======== Text excerpt ========
The unit was formed by the cross leveling of experienced soldiers and officers from the other three battalions in 3rd SFG (A). Once the three brand new companies were formed it was time to begin critical training in preparation for its upcoming deployment. 

Initial training emphasized soldier special skills and company pre-mission training.  As time progressed the battalion participated in a series of collective training exercises that supported the battalion staff and companies collectively.   

The battalion capped off its pre-deployment training by participating in Exercise Iron Resolve. The exercise concentrated on inserting each of the companies into a realistic training atmosphere identical to what they would face in Afghanistan. Role players, who spoke the various predominant languages of Afghanistan, portrayed interpreters, advisors and key leaders as the unit trained on its mission essential tasks. 

“Upon activation, the way the calendar was laid out, it would take a year to be fully operational and capable,” said Lt. Col. Fleming T. Sullivan, commander of 4th Bn., 3rd SFG (A). “After all that training we were ready when the time came.”

The challenge was certainly welcomed by the battalion and it successfully demonstrated, in its short period of existence, the full combat capabilities of this new unit.

“The culminating event, though, won’t be now or when we get back home from this deployment,” said a senior Special Forces Warrant Officer. “It will be when we pick up the entire battalion and go back to Afghanistan; that is when we will know that the unit has been postured for future success.” 

The development and activation of the additional Special Forces battalion in 2009 has allowed for greater support to current missions and flexibility around the globe.  Additionally, it has provided relief to the soldiers who have been continuously deployed since 2001.


----------



## Etype (Sep 23, 2010)

Iron sharpens iron.  Anybody?


----------
======== Dataset excerpts ========
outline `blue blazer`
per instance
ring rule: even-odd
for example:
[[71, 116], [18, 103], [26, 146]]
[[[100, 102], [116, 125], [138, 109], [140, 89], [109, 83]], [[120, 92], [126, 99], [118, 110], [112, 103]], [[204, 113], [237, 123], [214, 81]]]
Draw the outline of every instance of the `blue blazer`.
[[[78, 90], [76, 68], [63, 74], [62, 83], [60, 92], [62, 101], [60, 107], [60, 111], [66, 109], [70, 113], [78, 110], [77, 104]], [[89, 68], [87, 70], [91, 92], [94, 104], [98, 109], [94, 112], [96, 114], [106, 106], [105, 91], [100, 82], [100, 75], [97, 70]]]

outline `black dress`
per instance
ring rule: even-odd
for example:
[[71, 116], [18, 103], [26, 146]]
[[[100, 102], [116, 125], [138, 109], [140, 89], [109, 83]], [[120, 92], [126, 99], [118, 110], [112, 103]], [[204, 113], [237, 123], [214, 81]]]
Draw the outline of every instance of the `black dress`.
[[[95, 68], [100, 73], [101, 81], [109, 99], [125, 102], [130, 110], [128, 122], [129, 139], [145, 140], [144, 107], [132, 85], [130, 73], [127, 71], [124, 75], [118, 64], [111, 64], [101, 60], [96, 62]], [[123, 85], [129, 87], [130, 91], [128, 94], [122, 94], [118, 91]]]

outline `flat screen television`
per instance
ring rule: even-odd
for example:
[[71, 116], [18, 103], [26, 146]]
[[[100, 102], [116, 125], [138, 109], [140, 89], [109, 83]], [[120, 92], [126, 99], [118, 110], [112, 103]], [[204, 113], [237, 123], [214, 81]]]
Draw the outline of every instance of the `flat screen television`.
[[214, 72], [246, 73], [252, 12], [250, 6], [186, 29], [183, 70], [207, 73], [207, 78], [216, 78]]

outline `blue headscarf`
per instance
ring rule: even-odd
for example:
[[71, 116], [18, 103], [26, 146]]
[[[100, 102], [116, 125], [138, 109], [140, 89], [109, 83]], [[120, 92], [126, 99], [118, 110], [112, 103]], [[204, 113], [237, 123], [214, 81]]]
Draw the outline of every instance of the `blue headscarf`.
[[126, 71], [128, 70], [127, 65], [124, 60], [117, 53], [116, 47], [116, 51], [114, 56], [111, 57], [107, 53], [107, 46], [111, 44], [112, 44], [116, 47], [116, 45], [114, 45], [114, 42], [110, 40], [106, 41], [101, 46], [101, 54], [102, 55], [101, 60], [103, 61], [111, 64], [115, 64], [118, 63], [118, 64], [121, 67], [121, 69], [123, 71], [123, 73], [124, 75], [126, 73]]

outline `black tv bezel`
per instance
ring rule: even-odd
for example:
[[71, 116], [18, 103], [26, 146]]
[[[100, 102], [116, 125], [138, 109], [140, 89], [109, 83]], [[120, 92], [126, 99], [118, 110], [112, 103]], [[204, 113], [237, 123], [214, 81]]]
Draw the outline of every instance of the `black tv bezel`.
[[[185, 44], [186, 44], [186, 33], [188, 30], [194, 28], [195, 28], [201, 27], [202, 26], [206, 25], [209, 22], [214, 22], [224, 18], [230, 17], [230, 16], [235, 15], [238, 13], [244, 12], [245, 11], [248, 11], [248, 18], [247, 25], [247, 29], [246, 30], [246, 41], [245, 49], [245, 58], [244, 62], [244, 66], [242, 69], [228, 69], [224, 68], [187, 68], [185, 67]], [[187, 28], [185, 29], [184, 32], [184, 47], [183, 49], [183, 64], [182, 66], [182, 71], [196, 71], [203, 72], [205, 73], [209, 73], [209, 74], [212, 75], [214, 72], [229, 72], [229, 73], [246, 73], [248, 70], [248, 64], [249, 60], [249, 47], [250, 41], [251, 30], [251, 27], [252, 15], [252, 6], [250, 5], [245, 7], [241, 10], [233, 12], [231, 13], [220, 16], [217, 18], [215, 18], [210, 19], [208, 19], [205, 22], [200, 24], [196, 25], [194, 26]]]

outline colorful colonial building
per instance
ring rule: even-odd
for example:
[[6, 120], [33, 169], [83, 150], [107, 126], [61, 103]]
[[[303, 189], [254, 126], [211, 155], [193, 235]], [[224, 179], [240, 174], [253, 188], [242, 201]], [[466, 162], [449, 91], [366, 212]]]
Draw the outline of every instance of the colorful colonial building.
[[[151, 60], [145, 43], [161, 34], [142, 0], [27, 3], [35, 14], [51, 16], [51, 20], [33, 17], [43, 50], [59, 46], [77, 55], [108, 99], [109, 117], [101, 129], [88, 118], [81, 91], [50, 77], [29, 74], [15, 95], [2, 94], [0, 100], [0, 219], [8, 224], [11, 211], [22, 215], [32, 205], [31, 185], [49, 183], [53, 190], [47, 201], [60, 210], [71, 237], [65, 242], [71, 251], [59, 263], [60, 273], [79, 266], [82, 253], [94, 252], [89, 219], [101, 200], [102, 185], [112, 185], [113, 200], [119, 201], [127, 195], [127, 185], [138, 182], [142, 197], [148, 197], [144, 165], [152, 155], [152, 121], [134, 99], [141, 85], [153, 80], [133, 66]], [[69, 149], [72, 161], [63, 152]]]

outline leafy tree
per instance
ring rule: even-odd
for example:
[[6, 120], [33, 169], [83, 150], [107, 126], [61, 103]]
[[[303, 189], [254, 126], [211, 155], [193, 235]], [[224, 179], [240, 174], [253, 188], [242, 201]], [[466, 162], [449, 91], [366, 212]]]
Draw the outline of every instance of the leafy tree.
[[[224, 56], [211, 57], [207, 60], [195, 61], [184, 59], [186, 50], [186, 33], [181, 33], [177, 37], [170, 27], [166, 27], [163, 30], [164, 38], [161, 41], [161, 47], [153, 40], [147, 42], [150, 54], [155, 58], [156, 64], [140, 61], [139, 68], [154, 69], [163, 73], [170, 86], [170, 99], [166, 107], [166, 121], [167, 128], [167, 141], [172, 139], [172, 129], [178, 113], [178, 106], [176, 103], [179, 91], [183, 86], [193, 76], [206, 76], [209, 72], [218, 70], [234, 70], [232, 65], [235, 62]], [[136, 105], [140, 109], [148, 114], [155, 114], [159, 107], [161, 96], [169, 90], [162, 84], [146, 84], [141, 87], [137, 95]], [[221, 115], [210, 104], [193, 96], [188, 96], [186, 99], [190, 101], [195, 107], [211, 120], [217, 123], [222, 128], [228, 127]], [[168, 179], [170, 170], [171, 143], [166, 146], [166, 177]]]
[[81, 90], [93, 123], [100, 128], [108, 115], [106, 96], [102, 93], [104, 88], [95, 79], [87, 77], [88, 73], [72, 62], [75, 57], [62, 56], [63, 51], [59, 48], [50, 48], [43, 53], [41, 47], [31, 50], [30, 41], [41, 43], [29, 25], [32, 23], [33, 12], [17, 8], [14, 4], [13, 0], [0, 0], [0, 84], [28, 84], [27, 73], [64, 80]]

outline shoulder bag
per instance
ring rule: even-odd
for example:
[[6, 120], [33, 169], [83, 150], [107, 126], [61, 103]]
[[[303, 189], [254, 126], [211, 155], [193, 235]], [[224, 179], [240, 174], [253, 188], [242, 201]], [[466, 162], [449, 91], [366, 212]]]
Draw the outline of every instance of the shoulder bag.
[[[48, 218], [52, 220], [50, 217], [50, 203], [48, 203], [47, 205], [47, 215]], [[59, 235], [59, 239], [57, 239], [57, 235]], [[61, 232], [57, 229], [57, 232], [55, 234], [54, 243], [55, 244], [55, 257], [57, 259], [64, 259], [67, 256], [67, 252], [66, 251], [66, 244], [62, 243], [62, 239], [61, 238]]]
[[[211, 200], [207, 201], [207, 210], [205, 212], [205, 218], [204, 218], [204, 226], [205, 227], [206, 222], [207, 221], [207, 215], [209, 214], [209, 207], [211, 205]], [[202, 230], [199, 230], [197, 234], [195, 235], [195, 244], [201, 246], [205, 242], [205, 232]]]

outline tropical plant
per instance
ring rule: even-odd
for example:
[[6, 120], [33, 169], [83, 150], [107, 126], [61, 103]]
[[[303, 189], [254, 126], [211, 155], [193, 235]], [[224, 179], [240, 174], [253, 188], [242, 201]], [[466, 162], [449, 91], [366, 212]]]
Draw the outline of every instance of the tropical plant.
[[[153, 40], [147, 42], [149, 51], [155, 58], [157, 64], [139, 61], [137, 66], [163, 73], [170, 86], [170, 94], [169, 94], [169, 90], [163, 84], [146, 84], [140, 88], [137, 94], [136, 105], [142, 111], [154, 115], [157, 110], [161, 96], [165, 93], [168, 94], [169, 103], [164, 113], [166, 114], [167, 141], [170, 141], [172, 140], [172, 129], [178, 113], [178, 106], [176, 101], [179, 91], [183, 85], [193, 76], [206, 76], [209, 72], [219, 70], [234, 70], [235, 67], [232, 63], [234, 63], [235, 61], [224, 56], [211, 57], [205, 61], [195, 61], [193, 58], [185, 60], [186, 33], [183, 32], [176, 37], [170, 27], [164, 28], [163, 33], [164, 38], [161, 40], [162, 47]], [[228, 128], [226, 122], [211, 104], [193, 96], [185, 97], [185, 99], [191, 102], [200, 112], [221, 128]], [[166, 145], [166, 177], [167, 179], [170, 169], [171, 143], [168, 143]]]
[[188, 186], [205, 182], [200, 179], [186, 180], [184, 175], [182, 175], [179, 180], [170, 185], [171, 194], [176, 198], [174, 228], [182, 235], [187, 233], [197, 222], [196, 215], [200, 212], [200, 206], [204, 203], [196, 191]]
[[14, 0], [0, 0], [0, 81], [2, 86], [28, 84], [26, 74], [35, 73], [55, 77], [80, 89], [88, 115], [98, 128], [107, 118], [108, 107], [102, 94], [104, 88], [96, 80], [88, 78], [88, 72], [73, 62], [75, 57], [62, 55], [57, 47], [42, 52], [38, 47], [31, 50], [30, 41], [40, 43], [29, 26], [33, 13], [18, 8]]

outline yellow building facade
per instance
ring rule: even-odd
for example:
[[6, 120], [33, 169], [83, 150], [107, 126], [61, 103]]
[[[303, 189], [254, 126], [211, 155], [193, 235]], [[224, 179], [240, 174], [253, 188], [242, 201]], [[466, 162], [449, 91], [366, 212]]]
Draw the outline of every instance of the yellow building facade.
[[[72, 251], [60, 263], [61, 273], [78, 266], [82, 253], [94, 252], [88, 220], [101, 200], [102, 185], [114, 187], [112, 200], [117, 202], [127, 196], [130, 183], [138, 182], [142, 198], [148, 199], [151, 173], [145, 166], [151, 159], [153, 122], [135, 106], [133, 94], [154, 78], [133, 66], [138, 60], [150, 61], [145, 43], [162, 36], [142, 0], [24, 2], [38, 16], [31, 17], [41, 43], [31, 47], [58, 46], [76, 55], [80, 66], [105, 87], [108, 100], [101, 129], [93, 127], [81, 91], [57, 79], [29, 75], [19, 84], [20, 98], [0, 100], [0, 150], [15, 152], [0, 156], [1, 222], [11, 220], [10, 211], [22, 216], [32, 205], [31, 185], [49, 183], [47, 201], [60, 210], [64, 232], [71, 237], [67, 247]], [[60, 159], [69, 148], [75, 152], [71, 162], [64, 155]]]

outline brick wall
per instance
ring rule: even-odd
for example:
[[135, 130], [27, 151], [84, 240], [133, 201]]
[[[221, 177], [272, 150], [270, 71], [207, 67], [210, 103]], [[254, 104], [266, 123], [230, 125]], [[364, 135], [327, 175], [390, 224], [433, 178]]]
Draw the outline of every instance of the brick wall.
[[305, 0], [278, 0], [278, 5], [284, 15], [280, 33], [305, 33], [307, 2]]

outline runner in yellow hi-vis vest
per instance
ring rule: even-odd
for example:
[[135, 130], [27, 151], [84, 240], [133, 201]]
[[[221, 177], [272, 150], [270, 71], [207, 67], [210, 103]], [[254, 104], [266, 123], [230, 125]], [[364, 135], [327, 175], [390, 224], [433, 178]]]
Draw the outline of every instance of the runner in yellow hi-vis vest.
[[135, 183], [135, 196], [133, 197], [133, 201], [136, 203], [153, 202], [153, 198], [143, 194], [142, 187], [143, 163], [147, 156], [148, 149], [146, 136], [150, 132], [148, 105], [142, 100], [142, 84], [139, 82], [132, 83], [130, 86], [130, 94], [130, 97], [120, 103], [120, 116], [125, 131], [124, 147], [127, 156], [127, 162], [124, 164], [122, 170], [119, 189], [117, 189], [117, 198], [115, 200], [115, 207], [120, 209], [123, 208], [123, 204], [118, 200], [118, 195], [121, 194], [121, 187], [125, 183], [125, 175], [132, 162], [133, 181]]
========
■ **Exercise directions**: Please list each role that the role players portrayed in Exercise Iron Resolve, as stated in the text about the new Special Forces battalion.

■ **Solution to the exercise**: Interpreters, advisors, key leaders